• _What you will do_:
Express every line of the records as a Markdown table with two columns, Row for a running row number and Line for the line itself. Omit blank lines.

(Raw records)
· · ·
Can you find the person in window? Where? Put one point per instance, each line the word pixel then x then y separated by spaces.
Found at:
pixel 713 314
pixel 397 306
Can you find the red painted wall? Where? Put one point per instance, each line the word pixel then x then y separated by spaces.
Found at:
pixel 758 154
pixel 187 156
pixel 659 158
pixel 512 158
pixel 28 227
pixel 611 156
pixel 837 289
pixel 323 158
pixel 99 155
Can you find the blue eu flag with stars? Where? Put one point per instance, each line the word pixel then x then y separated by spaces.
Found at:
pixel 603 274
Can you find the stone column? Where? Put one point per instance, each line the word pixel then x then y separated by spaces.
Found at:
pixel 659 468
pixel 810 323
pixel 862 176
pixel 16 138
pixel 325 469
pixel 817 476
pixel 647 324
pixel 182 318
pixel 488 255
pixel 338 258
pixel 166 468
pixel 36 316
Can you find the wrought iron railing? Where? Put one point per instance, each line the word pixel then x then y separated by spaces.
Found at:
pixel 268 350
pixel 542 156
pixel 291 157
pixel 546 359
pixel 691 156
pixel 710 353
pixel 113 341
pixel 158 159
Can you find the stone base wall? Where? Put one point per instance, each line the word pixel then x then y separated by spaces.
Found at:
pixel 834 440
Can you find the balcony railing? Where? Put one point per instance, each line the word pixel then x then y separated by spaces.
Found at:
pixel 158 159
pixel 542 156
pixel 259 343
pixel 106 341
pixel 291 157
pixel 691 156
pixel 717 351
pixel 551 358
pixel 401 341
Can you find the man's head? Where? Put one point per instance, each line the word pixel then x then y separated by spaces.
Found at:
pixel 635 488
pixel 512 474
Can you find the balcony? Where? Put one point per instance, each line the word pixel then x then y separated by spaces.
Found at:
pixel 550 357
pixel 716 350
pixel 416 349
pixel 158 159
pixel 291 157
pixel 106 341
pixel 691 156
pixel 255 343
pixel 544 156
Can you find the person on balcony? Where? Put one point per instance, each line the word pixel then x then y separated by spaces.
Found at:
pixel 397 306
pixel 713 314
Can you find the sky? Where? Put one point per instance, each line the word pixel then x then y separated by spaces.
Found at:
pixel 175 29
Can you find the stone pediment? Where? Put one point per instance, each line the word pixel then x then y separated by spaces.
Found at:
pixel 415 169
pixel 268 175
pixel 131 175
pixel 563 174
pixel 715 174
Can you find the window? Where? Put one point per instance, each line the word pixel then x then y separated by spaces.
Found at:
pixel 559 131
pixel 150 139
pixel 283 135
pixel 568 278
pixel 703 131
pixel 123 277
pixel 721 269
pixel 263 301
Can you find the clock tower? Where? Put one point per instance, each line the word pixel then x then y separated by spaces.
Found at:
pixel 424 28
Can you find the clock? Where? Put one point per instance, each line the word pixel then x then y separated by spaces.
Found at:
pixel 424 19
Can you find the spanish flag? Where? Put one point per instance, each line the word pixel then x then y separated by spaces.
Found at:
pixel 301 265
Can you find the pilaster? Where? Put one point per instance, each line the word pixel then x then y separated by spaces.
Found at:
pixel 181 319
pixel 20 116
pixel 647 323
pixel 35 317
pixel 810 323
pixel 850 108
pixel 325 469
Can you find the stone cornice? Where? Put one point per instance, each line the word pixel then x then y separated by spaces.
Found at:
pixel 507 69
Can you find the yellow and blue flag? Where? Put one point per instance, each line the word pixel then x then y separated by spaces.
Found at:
· · ·
• _Answer to this exercise_:
| Row | Line |
|---|---|
| 1 | Can you find the person in window? Where? Put one point per instance, each line the word pixel then x then y separated by spaces. |
| 2 | Found at: |
| 3 | pixel 713 314 |
| 4 | pixel 397 306 |
| 5 | Can you find the red painted wall? Where? Put one point per instance, each line the word pixel then x then y separated by spaces. |
| 6 | Found at: |
| 7 | pixel 758 154 |
| 8 | pixel 187 156 |
| 9 | pixel 659 158 |
| 10 | pixel 512 158 |
| 11 | pixel 28 227 |
| 12 | pixel 611 156 |
| 13 | pixel 837 289 |
| 14 | pixel 323 158 |
| 15 | pixel 99 155 |
| 16 | Can you find the blue eu flag with stars? Where? Put one point per instance, each line the word pixel then x then y separated by spaces. |
| 17 | Found at: |
| 18 | pixel 603 274 |
| 19 | Can you find the stone column? Where? Put one point per instance, each line the word pixel then x then y separated by spaces. |
| 20 | Found at: |
| 21 | pixel 659 468 |
| 22 | pixel 810 323 |
| 23 | pixel 862 176 |
| 24 | pixel 16 138 |
| 25 | pixel 325 469 |
| 26 | pixel 817 476 |
| 27 | pixel 647 324 |
| 28 | pixel 182 318 |
| 29 | pixel 488 255 |
| 30 | pixel 338 258 |
| 31 | pixel 166 468 |
| 32 | pixel 36 316 |
| 33 | Can you find the wrought iron railing? Where? Put one point per instance, each line the word pixel then x then y separated by spaces. |
| 34 | Found at: |
| 35 | pixel 268 350 |
| 36 | pixel 542 156 |
| 37 | pixel 291 157 |
| 38 | pixel 546 359 |
| 39 | pixel 691 156 |
| 40 | pixel 710 353 |
| 41 | pixel 113 341 |
| 42 | pixel 158 159 |
| 43 | Can you find the stone base wall? Where? Put one point per instance, each line the word pixel then x then y separated by spaces. |
| 44 | Found at: |
| 45 | pixel 834 440 |
| 46 | Can you find the balcony railing? Where? Put one point per instance, each line the word pixel then x then y separated by spaces. |
| 47 | Found at: |
| 48 | pixel 158 159 |
| 49 | pixel 542 156 |
| 50 | pixel 259 343 |
| 51 | pixel 106 341 |
| 52 | pixel 291 157 |
| 53 | pixel 691 156 |
| 54 | pixel 717 351 |
| 55 | pixel 551 358 |
| 56 | pixel 401 341 |
| 57 | Can you find the man's head? Where? Put one point per instance, each line the word pixel then x then y separated by spaces. |
| 58 | Found at: |
| 59 | pixel 635 488 |
| 60 | pixel 512 474 |
| 61 | Can you find the balcony? Where? Put one point per instance, each line the word pixel then x then y separated by spaces. |
| 62 | Found at: |
| 63 | pixel 550 357 |
| 64 | pixel 716 350 |
| 65 | pixel 416 349 |
| 66 | pixel 158 159 |
| 67 | pixel 291 157 |
| 68 | pixel 106 341 |
| 69 | pixel 691 156 |
| 70 | pixel 255 343 |
| 71 | pixel 544 156 |
| 72 | Can you find the person on balcony? Where? Put one point per instance, each line the word pixel then x then y separated by spaces. |
| 73 | Found at: |
| 74 | pixel 397 306 |
| 75 | pixel 713 314 |
| 76 | Can you find the sky? Where? Put one point per instance, each line the word pixel then x then y separated by spaces. |
| 77 | Found at: |
| 78 | pixel 175 29 |
| 79 | Can you find the stone pediment? Where? Put one point per instance, each line the word pixel then x then y separated by spaces. |
| 80 | Found at: |
| 81 | pixel 415 169 |
| 82 | pixel 268 175 |
| 83 | pixel 131 175 |
| 84 | pixel 563 174 |
| 85 | pixel 715 174 |
| 86 | Can you find the window? Where? Put one point per instance, each line the word pixel then x then y separated by spaces. |
| 87 | Found at: |
| 88 | pixel 559 131 |
| 89 | pixel 150 139 |
| 90 | pixel 283 135 |
| 91 | pixel 568 278 |
| 92 | pixel 703 131 |
| 93 | pixel 123 277 |
| 94 | pixel 721 269 |
| 95 | pixel 263 301 |
| 96 | Can you find the clock tower? Where? Put one point per instance, each line the word pixel then x then y separated by spaces. |
| 97 | Found at: |
| 98 | pixel 424 28 |
| 99 | Can you find the clock? Where? Put one point per instance, each line the word pixel then x then y separated by spaces. |
| 100 | Found at: |
| 101 | pixel 424 19 |
| 102 | Can you find the spanish flag? Where? Put one point per instance, each line the word pixel then x then y separated by spaces. |
| 103 | Found at: |
| 104 | pixel 301 265 |
| 105 | Can you find the pilaster? Where? Put one point per instance, each line the word pixel then x then y separated by spaces. |
| 106 | Found at: |
| 107 | pixel 181 319 |
| 108 | pixel 20 116 |
| 109 | pixel 647 323 |
| 110 | pixel 35 317 |
| 111 | pixel 810 323 |
| 112 | pixel 850 108 |
| 113 | pixel 325 469 |
| 114 | Can you find the stone cornice? Where? Put one point per instance, each line the word pixel then x then y separated by spaces. |
| 115 | Found at: |
| 116 | pixel 507 69 |
| 117 | Can you find the yellow and blue flag? Where? Put one point per instance, each line the word pixel then x then y separated by spaces. |
| 118 | Found at: |